[Point localization data]
· · ·

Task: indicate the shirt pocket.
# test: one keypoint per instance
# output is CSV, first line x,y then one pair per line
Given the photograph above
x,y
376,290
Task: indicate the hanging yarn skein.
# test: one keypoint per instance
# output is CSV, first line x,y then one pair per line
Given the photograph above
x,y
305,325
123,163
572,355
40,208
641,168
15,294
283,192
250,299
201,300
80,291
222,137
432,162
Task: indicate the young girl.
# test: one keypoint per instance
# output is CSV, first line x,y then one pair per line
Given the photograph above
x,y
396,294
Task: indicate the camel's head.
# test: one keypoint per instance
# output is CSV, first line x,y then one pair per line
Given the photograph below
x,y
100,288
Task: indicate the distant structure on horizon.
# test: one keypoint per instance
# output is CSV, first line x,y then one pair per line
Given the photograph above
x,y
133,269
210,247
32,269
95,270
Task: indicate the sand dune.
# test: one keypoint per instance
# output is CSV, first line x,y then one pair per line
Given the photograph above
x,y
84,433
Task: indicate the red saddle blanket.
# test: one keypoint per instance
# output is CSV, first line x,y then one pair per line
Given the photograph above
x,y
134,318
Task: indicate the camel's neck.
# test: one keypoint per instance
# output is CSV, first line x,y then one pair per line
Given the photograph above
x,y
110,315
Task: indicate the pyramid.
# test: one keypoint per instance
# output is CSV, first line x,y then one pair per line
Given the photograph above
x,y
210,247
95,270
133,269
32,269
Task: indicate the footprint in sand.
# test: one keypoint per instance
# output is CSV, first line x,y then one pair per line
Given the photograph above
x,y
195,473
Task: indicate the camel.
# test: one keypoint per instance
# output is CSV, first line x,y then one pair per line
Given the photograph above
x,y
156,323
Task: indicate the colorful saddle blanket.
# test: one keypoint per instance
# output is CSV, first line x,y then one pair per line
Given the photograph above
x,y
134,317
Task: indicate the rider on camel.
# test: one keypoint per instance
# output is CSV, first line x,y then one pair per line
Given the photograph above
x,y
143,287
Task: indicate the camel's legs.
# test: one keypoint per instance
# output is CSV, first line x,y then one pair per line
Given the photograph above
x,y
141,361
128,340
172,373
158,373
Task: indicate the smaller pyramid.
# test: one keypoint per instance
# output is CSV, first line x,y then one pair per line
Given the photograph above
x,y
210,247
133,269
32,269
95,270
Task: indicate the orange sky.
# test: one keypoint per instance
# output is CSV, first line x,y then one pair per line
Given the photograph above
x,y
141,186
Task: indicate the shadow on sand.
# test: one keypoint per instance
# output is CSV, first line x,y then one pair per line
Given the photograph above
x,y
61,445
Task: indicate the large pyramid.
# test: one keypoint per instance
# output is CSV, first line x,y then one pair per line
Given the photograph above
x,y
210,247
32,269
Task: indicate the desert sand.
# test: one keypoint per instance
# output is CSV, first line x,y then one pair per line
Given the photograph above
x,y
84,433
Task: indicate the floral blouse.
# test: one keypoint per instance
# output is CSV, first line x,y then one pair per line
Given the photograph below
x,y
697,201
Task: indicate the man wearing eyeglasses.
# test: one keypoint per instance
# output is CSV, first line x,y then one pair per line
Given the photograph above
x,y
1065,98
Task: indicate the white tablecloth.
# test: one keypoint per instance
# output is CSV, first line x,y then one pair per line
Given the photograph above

· · ·

→ **Exercise prompt**
When a line above includes the word "blanket", please list that line.

→ **Result**
Task: indicate the red saddle blanket.
Task: indicate the colorful saddle blanket.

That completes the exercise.